#### Directive:
Your output must consist solely of the lines from the one containing "Where can you see the silhouetted mountain" through the end of the records, reproduced exactly.

⁂

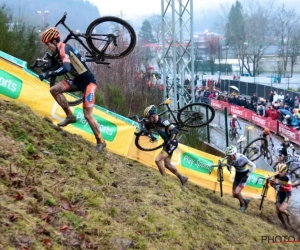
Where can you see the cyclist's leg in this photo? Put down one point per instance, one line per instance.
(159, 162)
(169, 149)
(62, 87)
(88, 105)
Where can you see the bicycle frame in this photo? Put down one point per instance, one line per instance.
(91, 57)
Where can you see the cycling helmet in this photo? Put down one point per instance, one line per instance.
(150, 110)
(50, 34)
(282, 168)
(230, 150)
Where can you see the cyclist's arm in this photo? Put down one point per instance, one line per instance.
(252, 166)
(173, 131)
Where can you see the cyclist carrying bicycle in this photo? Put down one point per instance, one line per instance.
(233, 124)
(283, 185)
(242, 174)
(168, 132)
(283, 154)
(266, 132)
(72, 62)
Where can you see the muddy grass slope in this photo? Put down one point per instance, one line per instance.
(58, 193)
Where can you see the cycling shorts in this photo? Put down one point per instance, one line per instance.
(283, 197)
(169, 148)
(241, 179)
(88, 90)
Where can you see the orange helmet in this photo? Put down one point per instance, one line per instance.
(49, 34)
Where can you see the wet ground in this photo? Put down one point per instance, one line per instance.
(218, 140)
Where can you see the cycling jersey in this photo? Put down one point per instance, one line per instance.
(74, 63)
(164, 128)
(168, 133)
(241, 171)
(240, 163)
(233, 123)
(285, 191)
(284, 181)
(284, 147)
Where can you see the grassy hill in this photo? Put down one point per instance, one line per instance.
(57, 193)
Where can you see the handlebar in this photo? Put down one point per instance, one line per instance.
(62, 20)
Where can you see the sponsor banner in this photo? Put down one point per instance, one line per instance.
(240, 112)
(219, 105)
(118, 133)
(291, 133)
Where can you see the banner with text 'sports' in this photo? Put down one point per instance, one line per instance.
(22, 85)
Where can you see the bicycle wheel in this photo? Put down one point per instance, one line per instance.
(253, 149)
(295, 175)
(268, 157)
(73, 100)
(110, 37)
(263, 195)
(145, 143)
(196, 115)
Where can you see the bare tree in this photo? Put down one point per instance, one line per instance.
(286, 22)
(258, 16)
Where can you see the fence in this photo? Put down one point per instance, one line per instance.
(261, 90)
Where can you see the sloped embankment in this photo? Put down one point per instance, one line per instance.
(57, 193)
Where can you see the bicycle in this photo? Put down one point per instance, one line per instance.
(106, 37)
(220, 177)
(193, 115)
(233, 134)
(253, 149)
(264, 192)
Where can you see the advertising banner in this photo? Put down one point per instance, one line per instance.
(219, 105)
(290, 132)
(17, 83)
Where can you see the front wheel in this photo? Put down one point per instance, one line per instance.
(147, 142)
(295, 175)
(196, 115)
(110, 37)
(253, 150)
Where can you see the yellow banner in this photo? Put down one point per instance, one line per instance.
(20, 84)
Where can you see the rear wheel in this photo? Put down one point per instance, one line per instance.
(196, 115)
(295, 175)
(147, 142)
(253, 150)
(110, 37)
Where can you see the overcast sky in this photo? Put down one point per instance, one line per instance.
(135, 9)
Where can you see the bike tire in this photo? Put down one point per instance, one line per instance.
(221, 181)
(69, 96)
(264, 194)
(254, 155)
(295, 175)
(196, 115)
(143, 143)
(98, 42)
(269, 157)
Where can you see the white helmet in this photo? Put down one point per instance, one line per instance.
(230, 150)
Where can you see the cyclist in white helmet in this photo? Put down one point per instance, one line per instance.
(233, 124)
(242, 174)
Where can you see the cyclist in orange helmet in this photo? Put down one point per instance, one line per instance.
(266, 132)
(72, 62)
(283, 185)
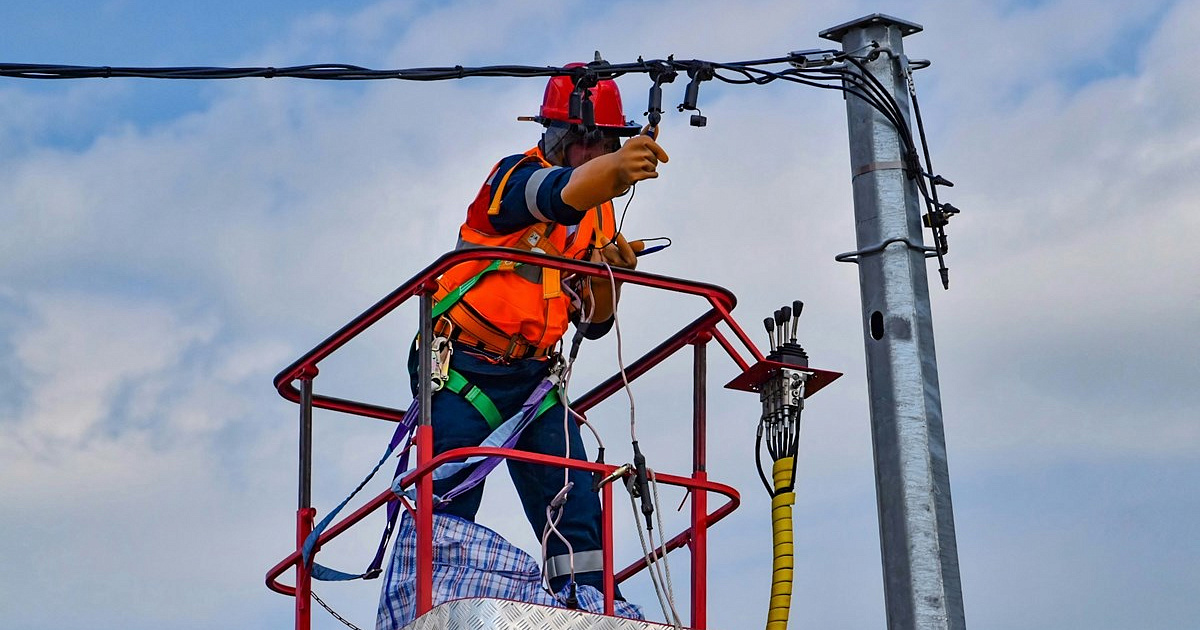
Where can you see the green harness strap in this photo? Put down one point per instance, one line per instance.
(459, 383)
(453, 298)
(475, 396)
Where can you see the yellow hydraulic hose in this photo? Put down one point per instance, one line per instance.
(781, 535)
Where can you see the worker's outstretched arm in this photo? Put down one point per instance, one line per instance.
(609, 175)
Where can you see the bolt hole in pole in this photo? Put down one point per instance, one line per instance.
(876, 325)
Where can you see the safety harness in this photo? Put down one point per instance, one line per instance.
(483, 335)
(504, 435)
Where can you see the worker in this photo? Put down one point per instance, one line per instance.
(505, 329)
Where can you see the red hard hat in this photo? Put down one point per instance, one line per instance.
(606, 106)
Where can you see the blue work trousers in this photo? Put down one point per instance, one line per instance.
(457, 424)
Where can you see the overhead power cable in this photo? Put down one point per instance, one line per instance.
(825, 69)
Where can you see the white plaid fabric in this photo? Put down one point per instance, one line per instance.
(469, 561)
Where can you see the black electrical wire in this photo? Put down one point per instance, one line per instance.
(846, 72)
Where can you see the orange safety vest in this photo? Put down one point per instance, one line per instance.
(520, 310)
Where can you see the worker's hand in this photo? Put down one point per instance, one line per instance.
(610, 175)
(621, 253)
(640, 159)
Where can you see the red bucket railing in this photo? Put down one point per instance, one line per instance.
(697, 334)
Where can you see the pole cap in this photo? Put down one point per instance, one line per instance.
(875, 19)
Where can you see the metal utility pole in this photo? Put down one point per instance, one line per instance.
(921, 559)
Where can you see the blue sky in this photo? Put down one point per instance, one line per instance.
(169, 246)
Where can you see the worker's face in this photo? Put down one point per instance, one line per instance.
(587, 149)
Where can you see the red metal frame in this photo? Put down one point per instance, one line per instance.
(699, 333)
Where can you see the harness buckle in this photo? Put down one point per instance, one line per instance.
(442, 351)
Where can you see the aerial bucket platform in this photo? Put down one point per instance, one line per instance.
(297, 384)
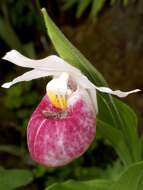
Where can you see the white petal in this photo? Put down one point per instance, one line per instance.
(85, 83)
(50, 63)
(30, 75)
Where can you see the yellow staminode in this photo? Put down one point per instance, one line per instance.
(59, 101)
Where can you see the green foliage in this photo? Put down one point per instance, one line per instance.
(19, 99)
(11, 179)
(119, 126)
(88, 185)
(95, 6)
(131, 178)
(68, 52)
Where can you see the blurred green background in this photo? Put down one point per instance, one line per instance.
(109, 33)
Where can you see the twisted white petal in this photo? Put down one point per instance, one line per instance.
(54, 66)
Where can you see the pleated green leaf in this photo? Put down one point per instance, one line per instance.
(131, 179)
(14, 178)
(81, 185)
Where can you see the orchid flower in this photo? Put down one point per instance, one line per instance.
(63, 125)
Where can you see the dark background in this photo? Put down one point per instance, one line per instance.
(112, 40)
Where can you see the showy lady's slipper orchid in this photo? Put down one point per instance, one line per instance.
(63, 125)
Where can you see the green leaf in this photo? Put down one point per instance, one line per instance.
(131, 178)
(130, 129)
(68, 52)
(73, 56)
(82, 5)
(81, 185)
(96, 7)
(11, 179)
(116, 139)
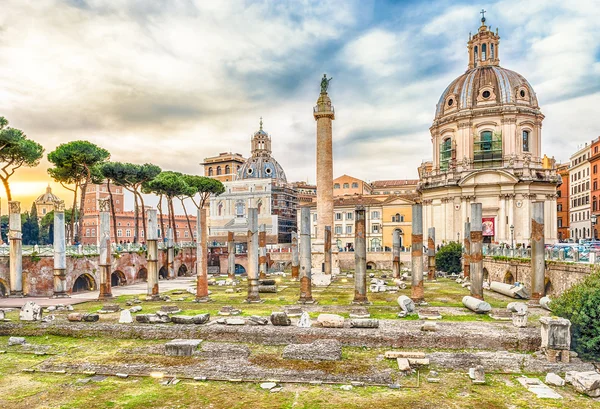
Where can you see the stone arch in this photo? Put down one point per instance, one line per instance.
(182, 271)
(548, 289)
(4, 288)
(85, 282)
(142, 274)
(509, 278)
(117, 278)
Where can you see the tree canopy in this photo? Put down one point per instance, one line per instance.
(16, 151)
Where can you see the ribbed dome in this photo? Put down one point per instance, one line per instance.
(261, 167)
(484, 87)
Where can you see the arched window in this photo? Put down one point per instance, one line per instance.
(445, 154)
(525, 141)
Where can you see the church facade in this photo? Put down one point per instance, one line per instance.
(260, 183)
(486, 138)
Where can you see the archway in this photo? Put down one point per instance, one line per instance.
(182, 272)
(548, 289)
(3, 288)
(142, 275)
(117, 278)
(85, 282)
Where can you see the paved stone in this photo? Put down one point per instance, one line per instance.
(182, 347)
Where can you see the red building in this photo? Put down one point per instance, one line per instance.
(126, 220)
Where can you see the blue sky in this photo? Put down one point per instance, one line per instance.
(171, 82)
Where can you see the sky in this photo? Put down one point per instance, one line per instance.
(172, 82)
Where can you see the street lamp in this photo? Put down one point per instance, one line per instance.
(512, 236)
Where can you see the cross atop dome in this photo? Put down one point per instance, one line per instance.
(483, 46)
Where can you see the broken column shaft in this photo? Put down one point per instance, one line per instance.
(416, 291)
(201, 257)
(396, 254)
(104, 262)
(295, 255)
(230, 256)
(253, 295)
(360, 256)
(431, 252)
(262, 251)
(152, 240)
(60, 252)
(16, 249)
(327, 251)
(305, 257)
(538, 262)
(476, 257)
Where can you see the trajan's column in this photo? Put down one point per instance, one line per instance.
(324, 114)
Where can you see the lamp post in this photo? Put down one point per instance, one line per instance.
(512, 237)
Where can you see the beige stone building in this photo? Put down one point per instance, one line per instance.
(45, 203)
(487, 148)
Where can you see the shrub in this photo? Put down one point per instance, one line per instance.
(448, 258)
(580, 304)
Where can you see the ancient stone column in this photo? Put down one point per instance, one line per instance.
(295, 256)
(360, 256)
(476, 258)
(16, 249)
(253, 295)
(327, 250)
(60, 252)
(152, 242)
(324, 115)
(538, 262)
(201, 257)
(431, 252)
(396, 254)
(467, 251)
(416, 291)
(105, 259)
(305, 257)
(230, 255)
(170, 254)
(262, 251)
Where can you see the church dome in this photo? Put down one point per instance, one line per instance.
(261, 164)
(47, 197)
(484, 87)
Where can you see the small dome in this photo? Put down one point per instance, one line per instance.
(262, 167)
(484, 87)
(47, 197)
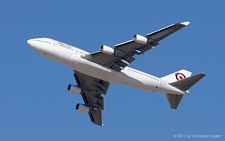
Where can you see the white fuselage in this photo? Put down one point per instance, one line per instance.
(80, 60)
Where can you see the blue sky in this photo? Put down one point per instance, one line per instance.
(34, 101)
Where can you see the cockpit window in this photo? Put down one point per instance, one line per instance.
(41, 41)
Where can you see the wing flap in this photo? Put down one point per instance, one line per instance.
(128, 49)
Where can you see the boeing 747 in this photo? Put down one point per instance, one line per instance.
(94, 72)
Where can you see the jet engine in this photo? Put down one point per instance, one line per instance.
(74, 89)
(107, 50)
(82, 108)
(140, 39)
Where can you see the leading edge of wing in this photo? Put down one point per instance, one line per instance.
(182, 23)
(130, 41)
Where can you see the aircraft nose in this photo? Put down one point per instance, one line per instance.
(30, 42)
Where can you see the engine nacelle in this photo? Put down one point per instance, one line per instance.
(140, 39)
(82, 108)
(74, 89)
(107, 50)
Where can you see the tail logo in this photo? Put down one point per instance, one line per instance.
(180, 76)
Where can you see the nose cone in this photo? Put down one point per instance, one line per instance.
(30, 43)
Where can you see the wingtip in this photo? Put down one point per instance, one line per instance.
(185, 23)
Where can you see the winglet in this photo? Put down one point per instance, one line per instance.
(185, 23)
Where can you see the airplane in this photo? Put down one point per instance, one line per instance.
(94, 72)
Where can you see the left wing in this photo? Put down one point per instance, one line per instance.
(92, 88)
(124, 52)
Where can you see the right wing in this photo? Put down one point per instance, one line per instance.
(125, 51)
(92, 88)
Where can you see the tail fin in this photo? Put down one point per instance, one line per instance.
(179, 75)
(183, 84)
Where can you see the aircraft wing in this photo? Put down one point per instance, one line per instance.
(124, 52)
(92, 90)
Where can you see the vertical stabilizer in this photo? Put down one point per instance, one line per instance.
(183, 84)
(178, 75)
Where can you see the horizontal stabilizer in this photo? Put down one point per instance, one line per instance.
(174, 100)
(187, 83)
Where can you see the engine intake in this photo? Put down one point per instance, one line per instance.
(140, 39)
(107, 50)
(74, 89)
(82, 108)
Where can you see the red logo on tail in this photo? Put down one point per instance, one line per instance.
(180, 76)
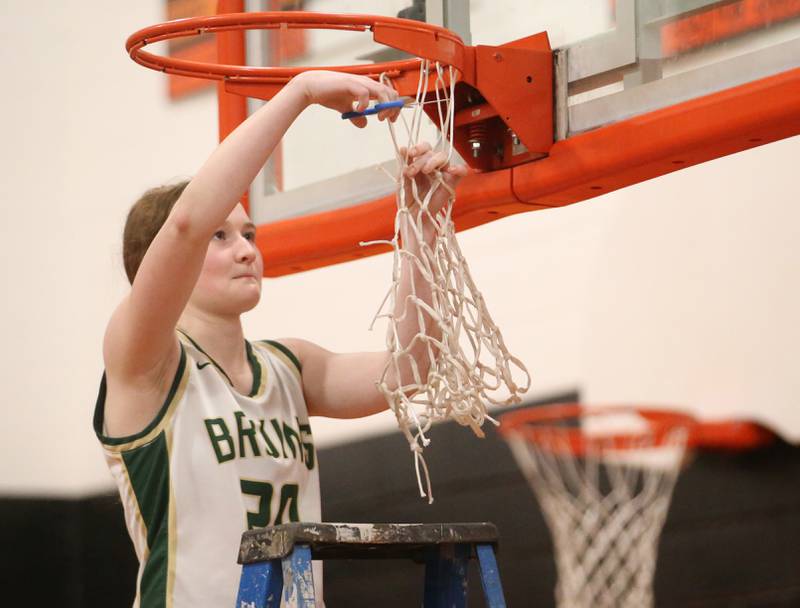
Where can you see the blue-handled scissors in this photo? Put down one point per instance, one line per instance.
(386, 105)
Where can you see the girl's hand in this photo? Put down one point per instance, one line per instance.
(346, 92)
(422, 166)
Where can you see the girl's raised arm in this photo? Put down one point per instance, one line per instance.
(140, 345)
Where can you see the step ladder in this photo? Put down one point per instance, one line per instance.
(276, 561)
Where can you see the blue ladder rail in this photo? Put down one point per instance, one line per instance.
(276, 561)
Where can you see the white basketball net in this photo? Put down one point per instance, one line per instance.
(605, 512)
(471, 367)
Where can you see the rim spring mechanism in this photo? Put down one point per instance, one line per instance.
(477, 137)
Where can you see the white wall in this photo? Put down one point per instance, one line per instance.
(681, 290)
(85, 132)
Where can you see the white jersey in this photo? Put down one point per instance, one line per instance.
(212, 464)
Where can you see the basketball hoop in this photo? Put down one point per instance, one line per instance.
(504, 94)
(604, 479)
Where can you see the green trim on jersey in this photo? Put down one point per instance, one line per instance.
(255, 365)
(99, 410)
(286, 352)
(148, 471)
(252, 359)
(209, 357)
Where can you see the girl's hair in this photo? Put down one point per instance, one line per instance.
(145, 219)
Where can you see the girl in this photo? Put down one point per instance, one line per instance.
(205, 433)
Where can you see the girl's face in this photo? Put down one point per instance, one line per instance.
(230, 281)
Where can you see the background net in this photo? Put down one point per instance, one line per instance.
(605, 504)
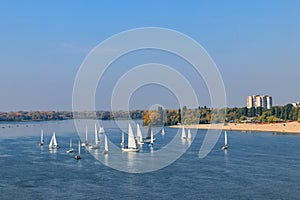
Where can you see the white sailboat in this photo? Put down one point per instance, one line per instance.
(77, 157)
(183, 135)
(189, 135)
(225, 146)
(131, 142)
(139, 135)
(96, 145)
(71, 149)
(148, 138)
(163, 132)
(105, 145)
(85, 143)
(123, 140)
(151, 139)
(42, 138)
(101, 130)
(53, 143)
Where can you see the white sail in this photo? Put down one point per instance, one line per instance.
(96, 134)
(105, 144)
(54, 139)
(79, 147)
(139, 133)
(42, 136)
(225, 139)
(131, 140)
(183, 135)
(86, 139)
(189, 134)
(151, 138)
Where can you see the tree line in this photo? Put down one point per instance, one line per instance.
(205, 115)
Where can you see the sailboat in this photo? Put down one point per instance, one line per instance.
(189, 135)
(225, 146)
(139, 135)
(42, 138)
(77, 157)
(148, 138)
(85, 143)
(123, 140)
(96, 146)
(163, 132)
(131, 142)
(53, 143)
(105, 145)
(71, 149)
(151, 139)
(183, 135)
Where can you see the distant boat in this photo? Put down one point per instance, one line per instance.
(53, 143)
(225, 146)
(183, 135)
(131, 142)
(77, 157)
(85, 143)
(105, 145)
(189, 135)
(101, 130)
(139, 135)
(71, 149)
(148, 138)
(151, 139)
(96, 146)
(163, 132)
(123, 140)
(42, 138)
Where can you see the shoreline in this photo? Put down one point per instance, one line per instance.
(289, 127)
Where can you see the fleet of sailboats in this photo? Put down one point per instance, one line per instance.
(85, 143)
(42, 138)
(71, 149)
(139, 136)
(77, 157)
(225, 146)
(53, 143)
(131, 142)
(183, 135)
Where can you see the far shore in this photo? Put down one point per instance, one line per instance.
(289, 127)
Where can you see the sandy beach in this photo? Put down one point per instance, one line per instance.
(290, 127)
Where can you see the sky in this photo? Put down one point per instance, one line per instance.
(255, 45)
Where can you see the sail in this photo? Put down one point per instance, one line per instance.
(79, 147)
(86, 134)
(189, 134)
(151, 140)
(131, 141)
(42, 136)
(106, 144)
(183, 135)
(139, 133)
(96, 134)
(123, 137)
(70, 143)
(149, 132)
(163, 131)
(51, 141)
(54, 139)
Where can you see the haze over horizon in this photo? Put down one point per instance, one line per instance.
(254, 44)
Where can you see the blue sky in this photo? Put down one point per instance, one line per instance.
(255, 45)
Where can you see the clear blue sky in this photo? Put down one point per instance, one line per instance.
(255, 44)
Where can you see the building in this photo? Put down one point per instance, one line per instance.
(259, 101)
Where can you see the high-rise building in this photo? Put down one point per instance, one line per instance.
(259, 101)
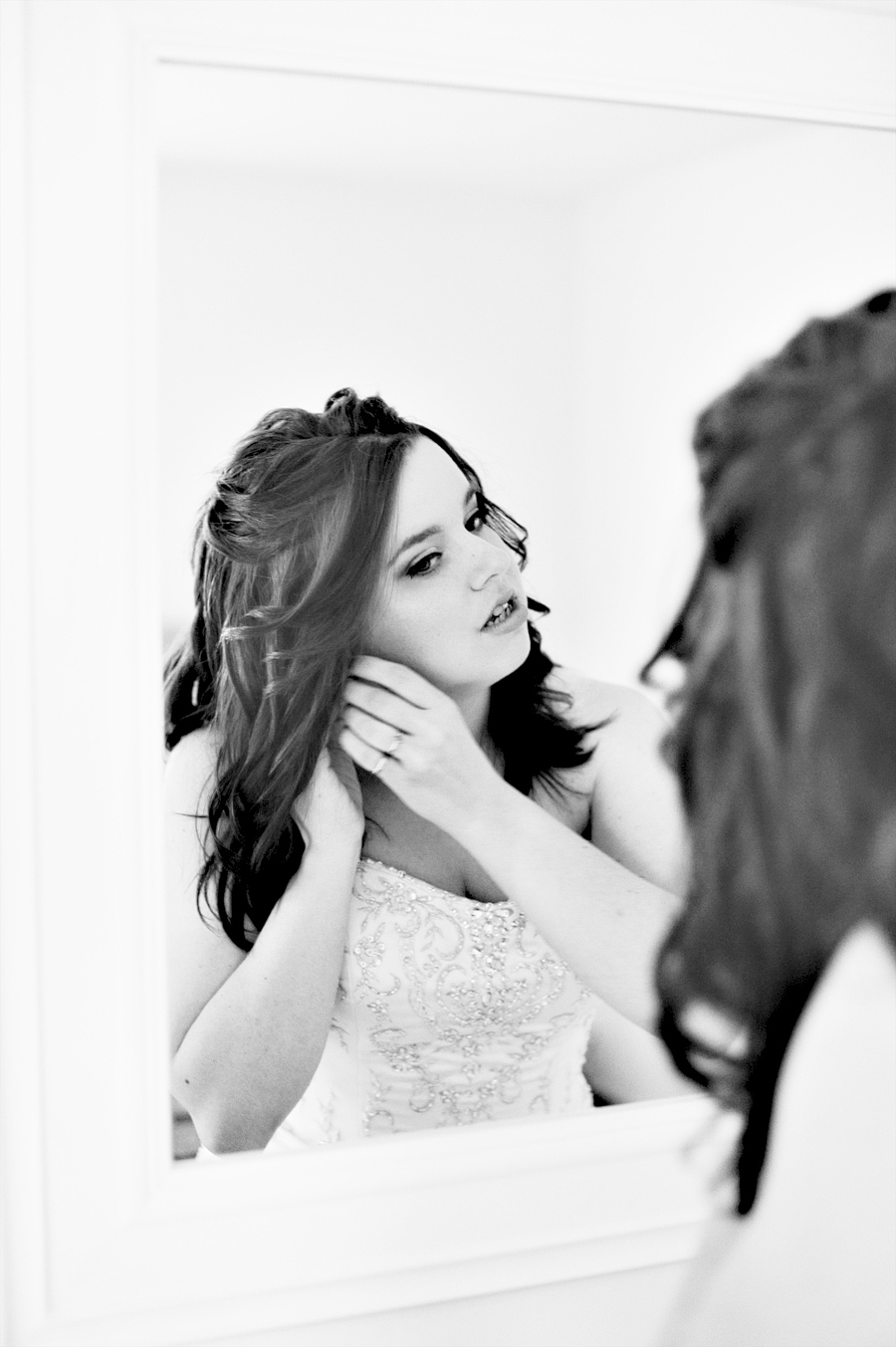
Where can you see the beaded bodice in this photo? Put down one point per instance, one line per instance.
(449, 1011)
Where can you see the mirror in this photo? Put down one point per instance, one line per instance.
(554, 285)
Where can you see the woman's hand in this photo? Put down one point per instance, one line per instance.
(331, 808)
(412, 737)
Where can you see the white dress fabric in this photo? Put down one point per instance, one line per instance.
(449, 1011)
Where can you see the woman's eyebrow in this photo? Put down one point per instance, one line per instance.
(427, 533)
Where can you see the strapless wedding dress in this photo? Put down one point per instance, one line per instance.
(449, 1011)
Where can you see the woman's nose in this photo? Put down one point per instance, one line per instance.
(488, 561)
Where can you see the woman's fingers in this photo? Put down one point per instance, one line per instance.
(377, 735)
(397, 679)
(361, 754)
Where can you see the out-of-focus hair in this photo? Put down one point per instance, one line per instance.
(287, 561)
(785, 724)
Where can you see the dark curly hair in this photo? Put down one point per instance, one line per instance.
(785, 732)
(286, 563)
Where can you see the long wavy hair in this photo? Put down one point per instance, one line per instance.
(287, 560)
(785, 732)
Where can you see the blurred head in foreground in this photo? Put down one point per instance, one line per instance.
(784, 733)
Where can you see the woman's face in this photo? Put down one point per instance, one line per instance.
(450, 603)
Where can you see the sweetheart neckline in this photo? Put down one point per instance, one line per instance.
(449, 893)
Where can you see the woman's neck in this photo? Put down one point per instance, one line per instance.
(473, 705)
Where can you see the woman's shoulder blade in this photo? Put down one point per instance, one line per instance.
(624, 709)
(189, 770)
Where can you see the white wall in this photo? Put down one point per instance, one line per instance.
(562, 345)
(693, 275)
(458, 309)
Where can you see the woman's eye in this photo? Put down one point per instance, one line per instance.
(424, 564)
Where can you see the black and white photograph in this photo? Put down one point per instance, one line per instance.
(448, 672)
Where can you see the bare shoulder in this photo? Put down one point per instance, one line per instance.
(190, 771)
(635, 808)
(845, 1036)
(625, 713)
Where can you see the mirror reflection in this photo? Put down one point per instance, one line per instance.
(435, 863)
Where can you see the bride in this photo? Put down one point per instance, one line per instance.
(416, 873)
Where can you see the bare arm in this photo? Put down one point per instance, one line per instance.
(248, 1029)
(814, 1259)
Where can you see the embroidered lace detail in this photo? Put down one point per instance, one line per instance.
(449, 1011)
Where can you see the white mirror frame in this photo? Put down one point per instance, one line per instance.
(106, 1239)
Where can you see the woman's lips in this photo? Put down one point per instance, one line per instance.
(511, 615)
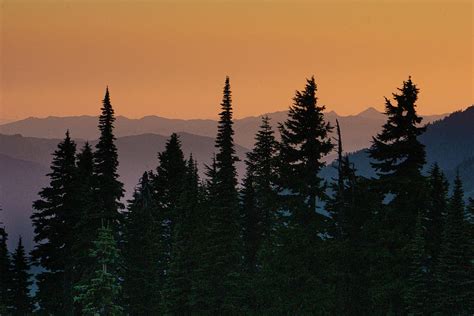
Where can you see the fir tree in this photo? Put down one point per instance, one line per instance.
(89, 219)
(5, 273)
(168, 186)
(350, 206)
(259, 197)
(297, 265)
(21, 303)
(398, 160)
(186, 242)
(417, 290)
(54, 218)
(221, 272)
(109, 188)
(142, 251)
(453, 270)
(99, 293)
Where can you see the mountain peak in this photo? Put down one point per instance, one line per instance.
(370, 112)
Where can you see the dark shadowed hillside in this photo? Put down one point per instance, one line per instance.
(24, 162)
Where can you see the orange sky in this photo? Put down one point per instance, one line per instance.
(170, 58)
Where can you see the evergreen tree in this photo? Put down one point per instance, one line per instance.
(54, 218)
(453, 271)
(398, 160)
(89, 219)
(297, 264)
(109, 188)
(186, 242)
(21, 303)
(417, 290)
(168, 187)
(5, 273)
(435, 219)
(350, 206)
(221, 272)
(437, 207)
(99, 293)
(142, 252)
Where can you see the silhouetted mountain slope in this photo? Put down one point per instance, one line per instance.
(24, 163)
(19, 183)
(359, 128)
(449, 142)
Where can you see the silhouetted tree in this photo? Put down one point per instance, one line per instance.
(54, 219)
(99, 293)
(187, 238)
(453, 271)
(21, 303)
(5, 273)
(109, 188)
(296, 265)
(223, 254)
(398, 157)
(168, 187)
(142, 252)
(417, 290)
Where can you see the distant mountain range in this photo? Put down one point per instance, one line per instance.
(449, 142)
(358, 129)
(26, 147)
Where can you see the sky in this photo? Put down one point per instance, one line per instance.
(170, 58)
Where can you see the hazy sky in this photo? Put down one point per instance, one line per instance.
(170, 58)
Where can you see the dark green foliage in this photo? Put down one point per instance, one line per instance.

⁂

#### Task response:
Where can you see the silhouetted mountain slope in this photo? Put down one point per instance, one line per instance.
(24, 163)
(19, 183)
(359, 128)
(449, 142)
Where can you see the silhouetted tree in this photo? Put down one point per instance, one line per instance.
(54, 219)
(99, 293)
(187, 238)
(453, 271)
(21, 303)
(5, 273)
(109, 188)
(296, 265)
(223, 254)
(398, 157)
(168, 187)
(142, 252)
(417, 290)
Where can you see the distant mountain range in this photo? Put down one point per instance, one line per instance.
(449, 142)
(358, 129)
(26, 147)
Where can you see the sky in this photo? Put down one point per instance, one line per instance.
(170, 58)
Where can you see the hazy sky in this photo? Put down one point per instance, one line per instance.
(170, 58)
Where can you see the dark green foliage in this photo? Put down one point per instance, one line per instance.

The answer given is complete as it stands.